Can you rewrite every line of the items, from the one containing "Query: tall palm" through the end, raising each point coordinate in the answers by 140?

> [Supplied material]
● ● ● ● ●
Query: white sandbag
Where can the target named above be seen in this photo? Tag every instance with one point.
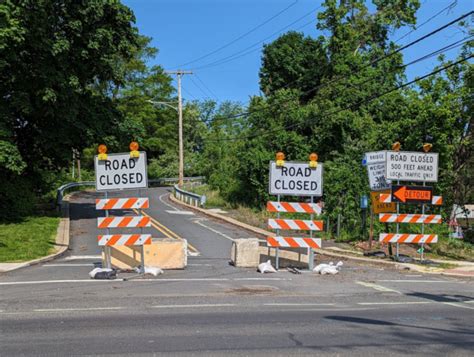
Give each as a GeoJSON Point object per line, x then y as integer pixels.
{"type": "Point", "coordinates": [330, 268]}
{"type": "Point", "coordinates": [153, 271]}
{"type": "Point", "coordinates": [266, 267]}
{"type": "Point", "coordinates": [104, 273]}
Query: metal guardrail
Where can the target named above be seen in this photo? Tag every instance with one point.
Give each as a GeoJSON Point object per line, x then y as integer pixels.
{"type": "Point", "coordinates": [61, 190]}
{"type": "Point", "coordinates": [189, 197]}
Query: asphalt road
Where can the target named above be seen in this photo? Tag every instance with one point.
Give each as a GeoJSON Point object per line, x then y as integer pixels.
{"type": "Point", "coordinates": [211, 308]}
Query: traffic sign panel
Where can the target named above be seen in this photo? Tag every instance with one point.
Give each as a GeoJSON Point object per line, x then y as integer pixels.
{"type": "Point", "coordinates": [379, 206]}
{"type": "Point", "coordinates": [412, 194]}
{"type": "Point", "coordinates": [375, 162]}
{"type": "Point", "coordinates": [296, 179]}
{"type": "Point", "coordinates": [412, 166]}
{"type": "Point", "coordinates": [120, 171]}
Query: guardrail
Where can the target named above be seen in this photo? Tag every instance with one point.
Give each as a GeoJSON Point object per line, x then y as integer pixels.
{"type": "Point", "coordinates": [189, 197]}
{"type": "Point", "coordinates": [61, 190]}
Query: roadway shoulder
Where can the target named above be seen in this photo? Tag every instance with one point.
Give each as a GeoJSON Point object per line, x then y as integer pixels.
{"type": "Point", "coordinates": [326, 252]}
{"type": "Point", "coordinates": [61, 244]}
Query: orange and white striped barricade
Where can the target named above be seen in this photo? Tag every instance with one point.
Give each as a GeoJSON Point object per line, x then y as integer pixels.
{"type": "Point", "coordinates": [295, 224]}
{"type": "Point", "coordinates": [294, 207]}
{"type": "Point", "coordinates": [124, 239]}
{"type": "Point", "coordinates": [410, 218]}
{"type": "Point", "coordinates": [294, 242]}
{"type": "Point", "coordinates": [408, 238]}
{"type": "Point", "coordinates": [124, 222]}
{"type": "Point", "coordinates": [109, 240]}
{"type": "Point", "coordinates": [122, 203]}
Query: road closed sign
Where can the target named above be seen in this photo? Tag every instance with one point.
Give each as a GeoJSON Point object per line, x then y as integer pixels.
{"type": "Point", "coordinates": [296, 179]}
{"type": "Point", "coordinates": [120, 172]}
{"type": "Point", "coordinates": [412, 166]}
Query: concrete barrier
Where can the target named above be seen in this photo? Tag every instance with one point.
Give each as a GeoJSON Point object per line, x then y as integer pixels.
{"type": "Point", "coordinates": [162, 253]}
{"type": "Point", "coordinates": [244, 253]}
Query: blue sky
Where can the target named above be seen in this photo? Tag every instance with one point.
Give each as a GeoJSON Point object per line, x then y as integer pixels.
{"type": "Point", "coordinates": [186, 30]}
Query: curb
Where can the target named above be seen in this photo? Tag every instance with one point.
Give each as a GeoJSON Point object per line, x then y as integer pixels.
{"type": "Point", "coordinates": [263, 232]}
{"type": "Point", "coordinates": [61, 243]}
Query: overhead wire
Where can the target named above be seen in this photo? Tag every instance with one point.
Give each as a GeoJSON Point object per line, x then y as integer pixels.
{"type": "Point", "coordinates": [241, 36]}
{"type": "Point", "coordinates": [373, 62]}
{"type": "Point", "coordinates": [240, 53]}
{"type": "Point", "coordinates": [449, 7]}
{"type": "Point", "coordinates": [368, 100]}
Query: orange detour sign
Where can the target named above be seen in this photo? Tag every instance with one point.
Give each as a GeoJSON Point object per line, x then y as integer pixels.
{"type": "Point", "coordinates": [412, 194]}
{"type": "Point", "coordinates": [381, 207]}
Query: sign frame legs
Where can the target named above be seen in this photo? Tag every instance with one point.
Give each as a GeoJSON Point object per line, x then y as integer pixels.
{"type": "Point", "coordinates": [310, 250]}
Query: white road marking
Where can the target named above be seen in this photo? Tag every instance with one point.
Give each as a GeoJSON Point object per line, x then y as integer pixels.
{"type": "Point", "coordinates": [191, 306]}
{"type": "Point", "coordinates": [459, 305]}
{"type": "Point", "coordinates": [396, 303]}
{"type": "Point", "coordinates": [80, 257]}
{"type": "Point", "coordinates": [198, 221]}
{"type": "Point", "coordinates": [186, 213]}
{"type": "Point", "coordinates": [166, 203]}
{"type": "Point", "coordinates": [378, 287]}
{"type": "Point", "coordinates": [80, 309]}
{"type": "Point", "coordinates": [67, 265]}
{"type": "Point", "coordinates": [269, 279]}
{"type": "Point", "coordinates": [420, 281]}
{"type": "Point", "coordinates": [296, 304]}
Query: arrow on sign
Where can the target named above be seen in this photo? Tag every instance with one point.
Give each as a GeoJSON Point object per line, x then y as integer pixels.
{"type": "Point", "coordinates": [412, 194]}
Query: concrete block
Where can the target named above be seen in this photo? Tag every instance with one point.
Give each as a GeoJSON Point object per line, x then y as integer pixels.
{"type": "Point", "coordinates": [163, 253]}
{"type": "Point", "coordinates": [244, 253]}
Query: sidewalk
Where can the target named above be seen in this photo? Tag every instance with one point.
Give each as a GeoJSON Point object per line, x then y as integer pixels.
{"type": "Point", "coordinates": [464, 269]}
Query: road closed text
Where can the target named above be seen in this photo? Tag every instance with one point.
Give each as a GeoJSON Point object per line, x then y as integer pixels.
{"type": "Point", "coordinates": [121, 172]}
{"type": "Point", "coordinates": [295, 179]}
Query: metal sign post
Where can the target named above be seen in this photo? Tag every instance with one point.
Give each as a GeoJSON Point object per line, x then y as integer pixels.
{"type": "Point", "coordinates": [277, 260]}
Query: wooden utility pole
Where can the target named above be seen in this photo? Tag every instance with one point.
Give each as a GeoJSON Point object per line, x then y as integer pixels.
{"type": "Point", "coordinates": [179, 73]}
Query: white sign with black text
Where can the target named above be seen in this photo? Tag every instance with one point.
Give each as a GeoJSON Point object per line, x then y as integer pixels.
{"type": "Point", "coordinates": [120, 171]}
{"type": "Point", "coordinates": [412, 166]}
{"type": "Point", "coordinates": [376, 169]}
{"type": "Point", "coordinates": [296, 179]}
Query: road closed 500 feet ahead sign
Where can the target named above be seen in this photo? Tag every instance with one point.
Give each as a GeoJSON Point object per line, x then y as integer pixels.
{"type": "Point", "coordinates": [412, 166]}
{"type": "Point", "coordinates": [296, 179]}
{"type": "Point", "coordinates": [120, 171]}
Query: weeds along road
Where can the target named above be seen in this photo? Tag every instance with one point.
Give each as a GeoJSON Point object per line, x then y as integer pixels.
{"type": "Point", "coordinates": [212, 308]}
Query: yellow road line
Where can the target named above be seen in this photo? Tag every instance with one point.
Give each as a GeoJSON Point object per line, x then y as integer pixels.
{"type": "Point", "coordinates": [165, 230]}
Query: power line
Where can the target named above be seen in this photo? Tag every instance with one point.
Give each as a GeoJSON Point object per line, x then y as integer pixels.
{"type": "Point", "coordinates": [241, 36]}
{"type": "Point", "coordinates": [238, 54]}
{"type": "Point", "coordinates": [377, 60]}
{"type": "Point", "coordinates": [449, 7]}
{"type": "Point", "coordinates": [292, 126]}
{"type": "Point", "coordinates": [206, 95]}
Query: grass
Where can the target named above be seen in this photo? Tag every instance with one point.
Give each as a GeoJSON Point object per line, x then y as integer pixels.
{"type": "Point", "coordinates": [32, 238]}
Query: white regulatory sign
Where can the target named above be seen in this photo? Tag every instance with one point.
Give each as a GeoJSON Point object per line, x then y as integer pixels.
{"type": "Point", "coordinates": [412, 166]}
{"type": "Point", "coordinates": [376, 169]}
{"type": "Point", "coordinates": [296, 179]}
{"type": "Point", "coordinates": [120, 171]}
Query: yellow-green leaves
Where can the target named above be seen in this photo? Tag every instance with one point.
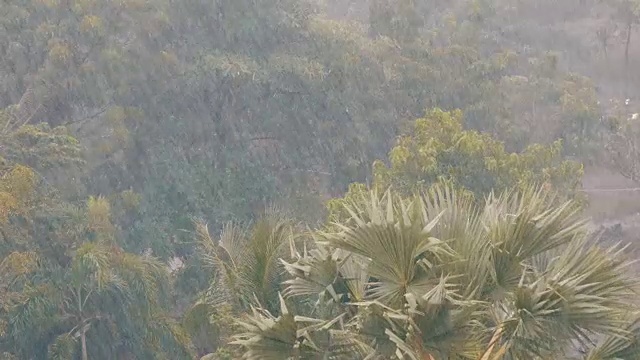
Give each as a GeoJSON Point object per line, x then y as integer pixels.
{"type": "Point", "coordinates": [438, 149]}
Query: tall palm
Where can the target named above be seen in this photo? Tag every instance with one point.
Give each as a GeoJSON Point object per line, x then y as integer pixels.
{"type": "Point", "coordinates": [437, 277]}
{"type": "Point", "coordinates": [246, 268]}
{"type": "Point", "coordinates": [106, 304]}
● ● ● ● ●
> [Solved exercise]
Query: tall palm
Where can the target named above be seen in this photo? Tag every instance with one point.
Give each as a GeoJSON Point object per line, x then y as integer pixels.
{"type": "Point", "coordinates": [577, 417]}
{"type": "Point", "coordinates": [386, 408]}
{"type": "Point", "coordinates": [246, 444]}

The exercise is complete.